* **Extracted material**:
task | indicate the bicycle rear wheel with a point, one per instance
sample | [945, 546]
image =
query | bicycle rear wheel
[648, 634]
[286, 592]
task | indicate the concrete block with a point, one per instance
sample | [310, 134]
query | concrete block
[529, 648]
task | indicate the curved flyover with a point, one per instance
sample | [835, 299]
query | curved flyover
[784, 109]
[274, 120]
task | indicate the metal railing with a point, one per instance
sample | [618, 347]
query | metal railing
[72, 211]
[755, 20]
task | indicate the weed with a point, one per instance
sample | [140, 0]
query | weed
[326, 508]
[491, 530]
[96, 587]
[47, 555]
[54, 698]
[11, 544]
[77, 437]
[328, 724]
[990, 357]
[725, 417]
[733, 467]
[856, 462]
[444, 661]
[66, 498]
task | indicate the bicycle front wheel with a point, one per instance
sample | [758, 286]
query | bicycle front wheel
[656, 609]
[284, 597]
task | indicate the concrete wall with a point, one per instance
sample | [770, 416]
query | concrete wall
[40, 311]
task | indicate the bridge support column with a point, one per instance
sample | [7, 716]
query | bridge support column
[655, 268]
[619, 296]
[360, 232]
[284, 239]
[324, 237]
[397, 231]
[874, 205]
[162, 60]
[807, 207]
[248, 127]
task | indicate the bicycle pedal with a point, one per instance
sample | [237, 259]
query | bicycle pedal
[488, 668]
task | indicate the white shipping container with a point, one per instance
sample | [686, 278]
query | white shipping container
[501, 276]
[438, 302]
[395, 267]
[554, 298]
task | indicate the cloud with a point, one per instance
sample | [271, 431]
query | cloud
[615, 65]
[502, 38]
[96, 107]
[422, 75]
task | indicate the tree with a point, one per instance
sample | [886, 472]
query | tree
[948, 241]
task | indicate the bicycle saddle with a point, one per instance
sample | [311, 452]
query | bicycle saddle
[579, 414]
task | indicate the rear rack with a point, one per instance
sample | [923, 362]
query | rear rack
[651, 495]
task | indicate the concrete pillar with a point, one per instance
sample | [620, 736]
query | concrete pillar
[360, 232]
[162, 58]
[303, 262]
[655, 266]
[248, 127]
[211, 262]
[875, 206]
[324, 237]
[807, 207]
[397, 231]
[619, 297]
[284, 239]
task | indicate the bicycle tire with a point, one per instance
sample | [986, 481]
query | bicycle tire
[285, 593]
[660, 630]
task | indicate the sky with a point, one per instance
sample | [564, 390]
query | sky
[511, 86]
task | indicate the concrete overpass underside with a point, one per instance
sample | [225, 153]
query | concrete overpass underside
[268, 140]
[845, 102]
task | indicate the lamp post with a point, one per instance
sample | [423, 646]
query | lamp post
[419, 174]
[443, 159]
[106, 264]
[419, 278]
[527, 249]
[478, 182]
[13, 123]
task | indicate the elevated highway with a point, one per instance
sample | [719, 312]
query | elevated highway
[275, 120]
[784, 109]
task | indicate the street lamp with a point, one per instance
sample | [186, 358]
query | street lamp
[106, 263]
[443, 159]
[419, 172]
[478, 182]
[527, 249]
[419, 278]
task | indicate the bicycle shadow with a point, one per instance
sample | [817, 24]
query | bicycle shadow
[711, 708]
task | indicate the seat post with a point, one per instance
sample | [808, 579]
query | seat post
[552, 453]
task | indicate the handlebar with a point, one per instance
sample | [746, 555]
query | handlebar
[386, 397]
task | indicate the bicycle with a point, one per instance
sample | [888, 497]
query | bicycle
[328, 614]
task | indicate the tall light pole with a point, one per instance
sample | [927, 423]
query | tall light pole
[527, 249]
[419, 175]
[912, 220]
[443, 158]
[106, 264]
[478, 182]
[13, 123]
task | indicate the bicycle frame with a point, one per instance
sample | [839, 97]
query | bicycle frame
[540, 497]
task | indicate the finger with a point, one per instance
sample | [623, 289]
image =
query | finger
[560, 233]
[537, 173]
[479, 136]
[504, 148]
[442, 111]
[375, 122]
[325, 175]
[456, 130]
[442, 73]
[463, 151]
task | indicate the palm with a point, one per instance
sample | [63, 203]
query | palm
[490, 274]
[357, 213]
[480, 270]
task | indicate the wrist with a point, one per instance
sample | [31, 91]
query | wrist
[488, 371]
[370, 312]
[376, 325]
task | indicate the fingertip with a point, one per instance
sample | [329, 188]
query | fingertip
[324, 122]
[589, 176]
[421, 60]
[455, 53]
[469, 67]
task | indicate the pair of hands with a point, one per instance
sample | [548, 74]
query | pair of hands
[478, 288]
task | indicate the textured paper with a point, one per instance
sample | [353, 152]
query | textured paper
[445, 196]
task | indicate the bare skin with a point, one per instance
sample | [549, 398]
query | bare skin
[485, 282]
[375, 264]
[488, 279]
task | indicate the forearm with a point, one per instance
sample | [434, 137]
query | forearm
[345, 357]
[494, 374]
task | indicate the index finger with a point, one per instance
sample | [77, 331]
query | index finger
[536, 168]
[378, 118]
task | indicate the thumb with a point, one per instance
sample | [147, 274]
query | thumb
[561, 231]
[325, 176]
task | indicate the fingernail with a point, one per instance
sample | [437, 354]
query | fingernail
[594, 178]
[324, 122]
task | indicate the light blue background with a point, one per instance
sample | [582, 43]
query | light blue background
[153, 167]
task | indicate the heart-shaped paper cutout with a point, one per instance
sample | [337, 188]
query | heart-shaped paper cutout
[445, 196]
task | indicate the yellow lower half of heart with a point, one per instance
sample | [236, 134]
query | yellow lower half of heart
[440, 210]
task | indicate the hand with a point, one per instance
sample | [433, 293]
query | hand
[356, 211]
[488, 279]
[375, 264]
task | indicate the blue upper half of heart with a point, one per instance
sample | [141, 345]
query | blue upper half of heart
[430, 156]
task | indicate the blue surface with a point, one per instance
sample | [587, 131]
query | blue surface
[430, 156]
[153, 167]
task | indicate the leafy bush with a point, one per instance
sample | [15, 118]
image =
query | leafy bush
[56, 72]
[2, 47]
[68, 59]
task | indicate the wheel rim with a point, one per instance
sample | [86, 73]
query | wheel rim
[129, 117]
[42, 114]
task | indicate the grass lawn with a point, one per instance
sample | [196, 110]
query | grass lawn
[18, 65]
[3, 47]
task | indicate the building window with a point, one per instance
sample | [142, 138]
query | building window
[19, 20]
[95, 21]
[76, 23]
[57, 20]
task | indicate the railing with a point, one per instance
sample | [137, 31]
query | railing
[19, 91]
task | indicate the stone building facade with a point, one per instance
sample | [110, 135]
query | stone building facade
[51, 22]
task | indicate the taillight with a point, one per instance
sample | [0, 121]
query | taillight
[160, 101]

* **Written instruction**: Each line of the material must be restated exactly.

* **Task response**:
task | indicate the bicycle rear wheel with a point, one per instance
sample | [945, 546]
image =
query | bicycle rear wheel
[648, 634]
[286, 592]
task | indicate the concrete block with a point, one per instance
sample | [310, 134]
query | concrete block
[529, 648]
task | indicate the curved flyover with a point, one per instance
sample | [835, 299]
query | curved flyover
[784, 109]
[274, 120]
task | indicate the metal railing with a point, one per instance
sample | [618, 347]
query | metal railing
[72, 211]
[755, 20]
task | indicate the weed with a point, one per instance
sample | [140, 0]
query | weed
[326, 508]
[491, 530]
[96, 587]
[47, 555]
[54, 698]
[11, 544]
[77, 437]
[328, 724]
[990, 357]
[725, 417]
[733, 467]
[856, 462]
[444, 661]
[66, 498]
task | indicate the bicycle front wheel with a point, one per instance
sample | [758, 286]
query | bicycle front wheel
[656, 609]
[284, 597]
task | indicate the concrete wall with a point, one per instance
sample | [770, 416]
query | concrete wall
[40, 311]
task | indicate the bridge support column with a point, one per instance
sample | [7, 716]
query | bridge support column
[655, 268]
[619, 296]
[360, 232]
[284, 239]
[324, 237]
[397, 231]
[874, 205]
[162, 60]
[807, 207]
[248, 127]
task | indicate the bicycle pedal with a point, one per instance
sample | [237, 259]
query | bicycle pedal
[488, 668]
task | indicate the white shipping container with a point, one per instance
sample | [686, 278]
query | white shipping container
[501, 276]
[438, 302]
[395, 267]
[554, 298]
task | indicate the cloud with a point, one per instance
sample | [271, 431]
query | cloud
[615, 65]
[502, 38]
[96, 107]
[422, 75]
task | indicate the tree with a point, one per instance
sample | [886, 472]
query | tree
[948, 241]
task | indicate the bicycle saddle with a point, one per instance
sample | [311, 452]
query | bicycle saddle
[579, 414]
task | indicate the rear rack with a point, one per instance
sample | [923, 362]
query | rear rack
[651, 495]
task | indicate the concrete pillar with a point, one per instance
sample | [620, 736]
query | concrete pillar
[360, 232]
[162, 58]
[303, 262]
[655, 266]
[248, 127]
[211, 262]
[875, 206]
[324, 237]
[807, 207]
[397, 231]
[619, 297]
[284, 239]
task | indicate the bicycle tire with a point, one per instance
sample | [986, 481]
query | bicycle tire
[285, 593]
[660, 630]
task | indicate the sky with a point, one per instance
sample | [564, 390]
query | sky
[511, 86]
task | indicate the concrete overpass underside with a point, one per instance
sample | [225, 153]
query | concrete overpass underside
[268, 140]
[845, 102]
task | indicate the lamp post with a point, one per instance
sample | [423, 646]
query | lamp post
[419, 174]
[443, 159]
[106, 264]
[419, 278]
[527, 249]
[478, 182]
[13, 123]
task | indicate the elevated highway with a point, one per instance
sample | [719, 312]
query | elevated highway
[275, 120]
[784, 109]
task | indicate the street lamp with a point, one per instance
sample | [186, 358]
query | street lamp
[106, 263]
[443, 159]
[419, 172]
[478, 182]
[527, 249]
[419, 278]
task | indicate the bicycle shadow with a point, one per instance
sample | [817, 24]
query | bicycle shadow
[711, 708]
task | indicate the seat post with a point, one per instance
sample | [808, 579]
query | seat post
[552, 453]
task | indicate the handlebar with a point, one per instance
sample | [746, 555]
query | handlebar
[386, 397]
task | indicate the bicycle with a point, one per instance
sample | [888, 497]
query | bicycle
[328, 614]
task | indicate the tall light pole with a point, one per instance
sample | [927, 423]
query | tall light pole
[527, 249]
[419, 175]
[912, 220]
[443, 158]
[106, 264]
[478, 182]
[13, 123]
task | indicate the bicycle frame with a point, one per instance
sample | [839, 97]
query | bicycle frame
[540, 497]
task | indicate the finger with a point, one per instance
sample | [623, 289]
image =
query | finger
[560, 233]
[537, 173]
[479, 136]
[504, 148]
[442, 111]
[375, 122]
[325, 175]
[456, 130]
[442, 73]
[463, 151]
task | indicate the palm with a point, one per instance
sample | [63, 203]
query | palm
[490, 274]
[357, 213]
[480, 270]
task | indicate the wrist with a point, one per instance
sample | [31, 91]
query | wrist
[488, 371]
[370, 312]
[376, 325]
task | indicate the fingertip with a point, one per instance
sample | [329, 188]
query | fingertip
[324, 122]
[589, 176]
[421, 60]
[455, 53]
[469, 67]
task | indicate the pair of hands with a point, one per instance
sample | [548, 74]
query | pair of hands
[478, 288]
task | indicate the textured paper with a point, one per instance
sample | [353, 152]
query | textured paper
[445, 196]
task | indicate the bare skin with a point, one per instance
sample | [549, 398]
query | bare skin
[485, 282]
[375, 264]
[488, 279]
task | indicate the forearm with a point, one per instance
sample | [434, 137]
query | forearm
[345, 357]
[494, 374]
task | indicate the index finger with a point, one per instance
sample | [77, 331]
query | index finger
[536, 168]
[378, 118]
task | indicate the thumb with a point, one per instance
sample | [147, 274]
query | thumb
[561, 231]
[325, 176]
task | indicate the fingernail with a point, one per instance
sample | [437, 354]
query | fingernail
[594, 178]
[324, 122]
task | indicate the light blue background with a point, one per instance
sample | [582, 43]
query | light blue background
[153, 167]
task | indicate the heart-shaped paper cutout with a point, one per instance
sample | [337, 188]
query | heart-shaped paper cutout
[445, 196]
task | indicate the yellow lower half of heart with a point, one per instance
sample | [236, 134]
query | yellow lower half of heart
[440, 210]
task | indicate the hand with a point, one per instance
sample | [433, 293]
query | hand
[356, 211]
[488, 279]
[375, 264]
task | indicate the blue upper half of heart with a point, one per instance
sample | [141, 345]
query | blue upper half of heart
[430, 156]
task | indicate the blue surface with a point, one per instance
sample | [587, 131]
query | blue surface
[430, 156]
[153, 167]
task | indicate the leafy bush with a point, one per instance
sample | [15, 118]
image =
query | leafy bush
[56, 72]
[2, 47]
[68, 59]
task | indicate the wheel rim with a point, one per instance
sample | [86, 73]
query | wheel rim
[129, 117]
[42, 114]
task | indicate the grass lawn with a point, one per instance
sample | [196, 110]
query | grass lawn
[18, 65]
[3, 47]
task | indicate the building window with a point, one per instance
sample | [142, 138]
query | building window
[19, 20]
[95, 21]
[76, 23]
[57, 20]
task | indicate the railing with a point, one per instance
sample | [137, 31]
query | railing
[19, 91]
task | indicate the stone building facade with a point, one per instance
sample | [110, 135]
query | stone building facade
[51, 22]
task | indicate the taillight with a point, one per instance
sample | [0, 121]
query | taillight
[160, 101]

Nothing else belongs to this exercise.